* [Exercise] Give every line of the items below as a JSON list of strings, one string per line, with blank lines left out. Leave the pictures out of the list.

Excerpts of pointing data
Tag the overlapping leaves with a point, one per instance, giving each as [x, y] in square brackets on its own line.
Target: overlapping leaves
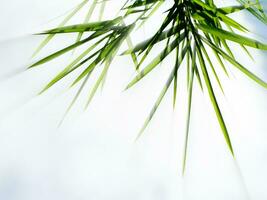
[191, 29]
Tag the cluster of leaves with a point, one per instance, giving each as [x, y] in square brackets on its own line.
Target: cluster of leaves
[191, 28]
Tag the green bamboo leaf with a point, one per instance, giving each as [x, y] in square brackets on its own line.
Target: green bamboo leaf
[156, 61]
[189, 103]
[214, 100]
[163, 92]
[94, 26]
[50, 37]
[237, 64]
[232, 37]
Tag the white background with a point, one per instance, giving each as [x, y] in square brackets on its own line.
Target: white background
[93, 154]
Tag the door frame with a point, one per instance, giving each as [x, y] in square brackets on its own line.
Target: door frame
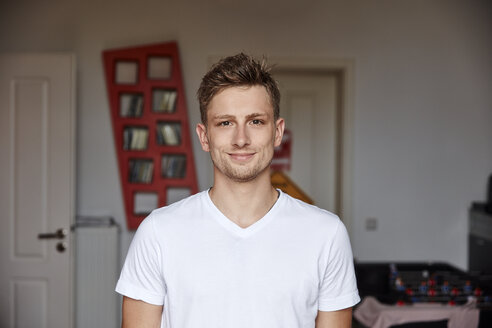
[71, 109]
[344, 70]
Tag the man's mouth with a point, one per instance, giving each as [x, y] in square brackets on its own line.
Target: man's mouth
[241, 156]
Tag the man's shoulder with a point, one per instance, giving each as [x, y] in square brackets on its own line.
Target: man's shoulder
[299, 208]
[179, 209]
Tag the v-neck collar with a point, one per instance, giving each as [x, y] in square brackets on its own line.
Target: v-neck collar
[236, 229]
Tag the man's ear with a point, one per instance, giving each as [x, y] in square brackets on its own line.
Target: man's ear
[201, 131]
[279, 131]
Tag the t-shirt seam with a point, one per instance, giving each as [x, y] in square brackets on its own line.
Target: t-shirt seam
[143, 291]
[154, 234]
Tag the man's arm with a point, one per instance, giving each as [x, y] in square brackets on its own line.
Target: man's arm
[140, 314]
[334, 319]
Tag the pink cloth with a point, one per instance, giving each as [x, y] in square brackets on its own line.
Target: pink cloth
[374, 314]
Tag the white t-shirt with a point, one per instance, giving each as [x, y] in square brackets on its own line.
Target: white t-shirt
[209, 272]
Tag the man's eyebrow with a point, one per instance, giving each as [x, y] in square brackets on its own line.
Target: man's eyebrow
[223, 117]
[255, 115]
[228, 116]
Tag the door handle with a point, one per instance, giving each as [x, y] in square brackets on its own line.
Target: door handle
[58, 234]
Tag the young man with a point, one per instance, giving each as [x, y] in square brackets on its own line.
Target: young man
[240, 254]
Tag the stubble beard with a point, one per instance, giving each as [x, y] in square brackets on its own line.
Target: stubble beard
[240, 173]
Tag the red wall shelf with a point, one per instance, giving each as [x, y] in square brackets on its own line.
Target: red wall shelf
[150, 127]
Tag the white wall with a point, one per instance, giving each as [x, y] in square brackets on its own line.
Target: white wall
[423, 97]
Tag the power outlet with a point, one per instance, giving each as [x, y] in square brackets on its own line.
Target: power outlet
[371, 224]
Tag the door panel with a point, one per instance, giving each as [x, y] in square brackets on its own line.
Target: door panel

* [Answer for the task]
[
  "Tag the overlapping leaves with a point, one per instance, giving each as [x, y] in square brackets on its own line.",
  "Target: overlapping leaves",
  "[191, 29]",
  "Tag the cluster of leaves with a point, one per instance, giving each as [x, y] in square brackets on its own line.",
  "Target: cluster of leaves",
  "[191, 28]",
  "Tag the green bamboo leaf with a point, one per instance, giving each as [x, y] in square brackets on its own line.",
  "Target: green bamboo leaf",
  "[156, 61]",
  "[189, 103]",
  "[214, 100]",
  "[163, 92]",
  "[94, 26]",
  "[50, 37]",
  "[237, 64]",
  "[232, 37]",
  "Tag the white background with a point, one per instance, giving each as [x, y] in square brackets on its own line.",
  "Target: white background",
  "[93, 154]",
  "Tag the door frame with a point, one per instance, giving each as [x, y] in square brackets on its own line.",
  "Target: door frame",
  "[71, 109]",
  "[344, 70]",
  "Tag the man's mouth with a point, one per instance, giving each as [x, y] in square brackets on its own line.",
  "Target: man's mouth",
  "[241, 156]",
  "Tag the man's shoulder with a point, one per instance, giving each as [x, y] in square brackets on its own line.",
  "Target: man's shoulder",
  "[299, 208]",
  "[179, 209]",
  "Tag the v-neck collar with a point, one per instance, giving each as [x, y] in square brackets on its own line.",
  "Target: v-neck collar",
  "[236, 229]",
  "Tag the man's ear with a point, one per instance, giving each as [x, y] in square brackets on its own line.",
  "Target: man's ear",
  "[201, 131]",
  "[279, 131]",
  "Tag the t-shirt seam with a point, one per instance, giving each as [x, y] in square brackets on its own line.",
  "Target: t-shirt seam",
  "[143, 291]",
  "[154, 234]",
  "Tag the man's arm with a point, one per instance, giving each as [x, y] in square brackets on its own line.",
  "Target: man's arm",
  "[140, 314]",
  "[334, 319]",
  "Tag the pink cloth with a point, one per instance, giving each as [x, y] in square brackets on its own line.",
  "Target: pink cloth",
  "[374, 314]",
  "Tag the white t-shirt with a point, one per instance, giving each as [x, y] in square brackets on its own line.",
  "Target: white t-shirt",
  "[209, 272]",
  "Tag the man's eyebrow with a point, one per instance, giving each as [x, y] in square brackets on its own line.",
  "Target: man's eyebrow",
  "[223, 117]",
  "[255, 115]",
  "[228, 116]",
  "Tag the door handle with a point, one per instance, giving each as [x, y] in square brackets on its own line.",
  "Target: door handle",
  "[58, 234]",
  "Tag the young man with a point, one per instance, giving each as [x, y] in square brackets on its own line.",
  "Target: young man",
  "[240, 254]",
  "Tag the stubble beard with a point, one per instance, giving each as [x, y] in square brackets on its own line.",
  "Target: stubble beard",
  "[240, 173]",
  "Tag the red wall shelf with a point, one per instance, giving each as [x, y] in square brackets on its own line.",
  "Target: red wall shelf",
  "[150, 127]",
  "Tag the white wall with a point, one per instance, giving each as [x, y] in square brackets on its own line.",
  "Target: white wall",
  "[423, 97]",
  "Tag the power outlet with a point, one per instance, giving each as [x, y] in square brackets on its own line.",
  "Target: power outlet",
  "[371, 224]",
  "Tag the door panel with a point, one per instance, giving each as [x, y] in square brackets on its own line.",
  "Target: door panel"
]